What you have to do:
Each line below needs to be printed again exactly.

(Phrase grounding data)
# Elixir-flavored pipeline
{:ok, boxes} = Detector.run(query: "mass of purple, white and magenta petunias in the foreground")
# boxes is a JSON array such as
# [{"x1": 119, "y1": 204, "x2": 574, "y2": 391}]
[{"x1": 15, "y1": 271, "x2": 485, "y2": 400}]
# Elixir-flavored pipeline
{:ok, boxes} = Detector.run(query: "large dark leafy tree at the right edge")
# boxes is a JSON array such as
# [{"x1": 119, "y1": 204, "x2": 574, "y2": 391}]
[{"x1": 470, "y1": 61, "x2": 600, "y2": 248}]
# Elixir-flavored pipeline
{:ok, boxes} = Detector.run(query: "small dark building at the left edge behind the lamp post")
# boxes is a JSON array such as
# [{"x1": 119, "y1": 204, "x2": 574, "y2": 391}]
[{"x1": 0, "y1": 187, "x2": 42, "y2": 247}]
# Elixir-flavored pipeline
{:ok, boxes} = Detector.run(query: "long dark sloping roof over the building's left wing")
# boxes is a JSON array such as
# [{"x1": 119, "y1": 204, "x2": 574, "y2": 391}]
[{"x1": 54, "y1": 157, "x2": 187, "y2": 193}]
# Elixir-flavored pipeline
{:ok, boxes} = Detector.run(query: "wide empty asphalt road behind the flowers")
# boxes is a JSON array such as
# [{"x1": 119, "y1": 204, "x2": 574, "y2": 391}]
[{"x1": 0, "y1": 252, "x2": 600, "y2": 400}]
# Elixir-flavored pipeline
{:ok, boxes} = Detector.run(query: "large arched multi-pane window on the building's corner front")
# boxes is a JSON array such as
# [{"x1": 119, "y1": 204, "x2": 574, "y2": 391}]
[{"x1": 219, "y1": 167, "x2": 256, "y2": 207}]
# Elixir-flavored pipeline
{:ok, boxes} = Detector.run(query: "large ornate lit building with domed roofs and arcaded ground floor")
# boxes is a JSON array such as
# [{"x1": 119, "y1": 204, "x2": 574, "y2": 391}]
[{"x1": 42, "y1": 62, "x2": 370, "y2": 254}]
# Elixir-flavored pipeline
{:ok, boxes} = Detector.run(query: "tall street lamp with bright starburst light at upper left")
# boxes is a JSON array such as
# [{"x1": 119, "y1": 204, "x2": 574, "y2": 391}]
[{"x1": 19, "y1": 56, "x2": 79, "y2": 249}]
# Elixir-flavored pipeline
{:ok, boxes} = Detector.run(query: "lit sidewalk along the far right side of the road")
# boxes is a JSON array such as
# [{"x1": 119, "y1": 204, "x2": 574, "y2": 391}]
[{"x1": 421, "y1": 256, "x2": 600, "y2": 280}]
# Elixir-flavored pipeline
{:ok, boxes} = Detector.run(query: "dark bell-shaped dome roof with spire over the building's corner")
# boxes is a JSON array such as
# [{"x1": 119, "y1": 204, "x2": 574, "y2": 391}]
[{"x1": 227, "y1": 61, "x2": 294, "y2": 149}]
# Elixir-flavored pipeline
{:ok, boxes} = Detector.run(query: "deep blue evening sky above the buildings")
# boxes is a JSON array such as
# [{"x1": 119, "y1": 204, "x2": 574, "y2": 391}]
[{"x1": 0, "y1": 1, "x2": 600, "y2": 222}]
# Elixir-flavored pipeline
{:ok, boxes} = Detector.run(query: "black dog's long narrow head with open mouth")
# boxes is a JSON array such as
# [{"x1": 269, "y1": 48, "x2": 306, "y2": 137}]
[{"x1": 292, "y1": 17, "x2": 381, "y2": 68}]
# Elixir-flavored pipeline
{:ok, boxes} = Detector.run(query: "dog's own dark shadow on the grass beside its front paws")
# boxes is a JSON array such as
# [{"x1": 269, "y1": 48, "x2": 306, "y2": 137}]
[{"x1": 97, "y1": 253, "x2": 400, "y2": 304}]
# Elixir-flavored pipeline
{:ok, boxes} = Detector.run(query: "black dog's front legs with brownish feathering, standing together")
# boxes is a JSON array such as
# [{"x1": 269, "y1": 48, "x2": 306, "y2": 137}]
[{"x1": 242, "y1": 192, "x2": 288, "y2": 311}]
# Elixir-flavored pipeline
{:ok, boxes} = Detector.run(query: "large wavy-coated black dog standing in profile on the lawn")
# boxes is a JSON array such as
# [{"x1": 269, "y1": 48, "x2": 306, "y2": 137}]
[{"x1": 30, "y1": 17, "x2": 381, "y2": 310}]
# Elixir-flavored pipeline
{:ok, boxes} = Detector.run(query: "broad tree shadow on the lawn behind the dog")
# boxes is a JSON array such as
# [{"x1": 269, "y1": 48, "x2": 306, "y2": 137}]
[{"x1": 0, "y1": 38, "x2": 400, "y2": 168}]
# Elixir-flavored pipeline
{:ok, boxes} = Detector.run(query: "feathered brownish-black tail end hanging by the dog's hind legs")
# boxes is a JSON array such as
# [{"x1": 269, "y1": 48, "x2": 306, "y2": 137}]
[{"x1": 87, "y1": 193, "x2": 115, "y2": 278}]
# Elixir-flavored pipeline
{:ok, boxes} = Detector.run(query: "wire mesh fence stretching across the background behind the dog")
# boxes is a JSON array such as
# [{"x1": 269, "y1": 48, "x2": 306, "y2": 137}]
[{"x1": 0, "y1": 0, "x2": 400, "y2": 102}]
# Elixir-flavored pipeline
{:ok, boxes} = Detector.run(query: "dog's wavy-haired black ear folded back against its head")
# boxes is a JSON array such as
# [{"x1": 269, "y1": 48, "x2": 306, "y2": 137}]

Output of the exercise:
# Elixir-flavored pipeline
{:ok, boxes} = Detector.run(query: "mass of purple, white and magenta petunias in the foreground")
# boxes is a JSON array such as
# [{"x1": 119, "y1": 204, "x2": 574, "y2": 391}]
[{"x1": 15, "y1": 271, "x2": 485, "y2": 400}]
# Elixir-flavored pipeline
{:ok, boxes} = Detector.run(query: "large dark leafy tree at the right edge")
# boxes is a JSON array such as
# [{"x1": 119, "y1": 204, "x2": 574, "y2": 391}]
[{"x1": 470, "y1": 61, "x2": 600, "y2": 248}]
# Elixir-flavored pipeline
{:ok, boxes} = Detector.run(query: "small dark building at the left edge behind the lamp post")
# boxes is a JSON array such as
# [{"x1": 119, "y1": 204, "x2": 574, "y2": 391}]
[{"x1": 0, "y1": 187, "x2": 42, "y2": 247}]
# Elixir-flavored pipeline
{:ok, boxes} = Detector.run(query: "long dark sloping roof over the building's left wing")
# boxes is a JSON array such as
# [{"x1": 119, "y1": 204, "x2": 574, "y2": 391}]
[{"x1": 54, "y1": 157, "x2": 187, "y2": 193}]
# Elixir-flavored pipeline
{:ok, boxes} = Detector.run(query: "wide empty asphalt road behind the flowers")
# boxes is a JSON array such as
# [{"x1": 119, "y1": 204, "x2": 574, "y2": 391}]
[{"x1": 0, "y1": 252, "x2": 600, "y2": 400}]
# Elixir-flavored pipeline
{:ok, boxes} = Detector.run(query: "large arched multi-pane window on the building's corner front")
# boxes is a JSON array such as
# [{"x1": 119, "y1": 204, "x2": 574, "y2": 391}]
[{"x1": 219, "y1": 167, "x2": 256, "y2": 207}]
# Elixir-flavored pipeline
{:ok, boxes} = Detector.run(query: "large ornate lit building with domed roofs and arcaded ground floor")
# boxes is a JSON array such as
# [{"x1": 119, "y1": 204, "x2": 574, "y2": 391}]
[{"x1": 42, "y1": 62, "x2": 370, "y2": 254}]
# Elixir-flavored pipeline
{:ok, boxes} = Detector.run(query: "tall street lamp with bright starburst light at upper left")
# boxes is a JSON array such as
# [{"x1": 119, "y1": 204, "x2": 574, "y2": 391}]
[{"x1": 19, "y1": 56, "x2": 79, "y2": 249}]
# Elixir-flavored pipeline
{:ok, boxes} = Detector.run(query: "lit sidewalk along the far right side of the road")
# boxes is a JSON array such as
# [{"x1": 119, "y1": 204, "x2": 574, "y2": 391}]
[{"x1": 421, "y1": 256, "x2": 600, "y2": 280}]
# Elixir-flavored pipeline
{:ok, boxes} = Detector.run(query: "dark bell-shaped dome roof with spire over the building's corner")
# boxes is a JSON array such as
# [{"x1": 119, "y1": 204, "x2": 574, "y2": 391}]
[{"x1": 227, "y1": 61, "x2": 294, "y2": 149}]
# Elixir-flavored pipeline
{:ok, boxes} = Detector.run(query: "deep blue evening sky above the buildings")
# boxes is a JSON array such as
# [{"x1": 119, "y1": 204, "x2": 574, "y2": 391}]
[{"x1": 0, "y1": 1, "x2": 600, "y2": 222}]
# Elixir-flavored pipeline
{:ok, boxes} = Detector.run(query: "black dog's long narrow head with open mouth")
# boxes is a JSON array such as
# [{"x1": 269, "y1": 48, "x2": 306, "y2": 137}]
[{"x1": 292, "y1": 17, "x2": 381, "y2": 68}]
# Elixir-flavored pipeline
{:ok, boxes} = Detector.run(query: "dog's own dark shadow on the grass beside its front paws")
# boxes is a JSON array such as
# [{"x1": 269, "y1": 48, "x2": 306, "y2": 137}]
[{"x1": 97, "y1": 253, "x2": 400, "y2": 304}]
# Elixir-flavored pipeline
{:ok, boxes} = Detector.run(query: "black dog's front legs with brownish feathering, standing together")
# boxes is a JSON array such as
# [{"x1": 269, "y1": 48, "x2": 306, "y2": 137}]
[{"x1": 242, "y1": 192, "x2": 288, "y2": 311}]
# Elixir-flavored pipeline
{:ok, boxes} = Detector.run(query: "large wavy-coated black dog standing in profile on the lawn")
# boxes is a JSON array such as
# [{"x1": 269, "y1": 48, "x2": 306, "y2": 137}]
[{"x1": 30, "y1": 17, "x2": 381, "y2": 310}]
# Elixir-flavored pipeline
{:ok, boxes} = Detector.run(query: "broad tree shadow on the lawn behind the dog")
# boxes is a JSON array such as
# [{"x1": 269, "y1": 48, "x2": 306, "y2": 137}]
[{"x1": 0, "y1": 38, "x2": 400, "y2": 168}]
# Elixir-flavored pipeline
{:ok, boxes} = Detector.run(query: "feathered brownish-black tail end hanging by the dog's hind legs")
# boxes is a JSON array such as
# [{"x1": 269, "y1": 48, "x2": 306, "y2": 137}]
[{"x1": 87, "y1": 193, "x2": 115, "y2": 278}]
# Elixir-flavored pipeline
{:ok, boxes} = Detector.run(query: "wire mesh fence stretching across the background behind the dog")
# boxes is a JSON array such as
# [{"x1": 269, "y1": 48, "x2": 306, "y2": 137}]
[{"x1": 0, "y1": 0, "x2": 400, "y2": 102}]
# Elixir-flavored pipeline
{:ok, boxes} = Detector.run(query: "dog's wavy-haired black ear folded back against its head")
# boxes is a JSON array such as
# [{"x1": 269, "y1": 48, "x2": 306, "y2": 137}]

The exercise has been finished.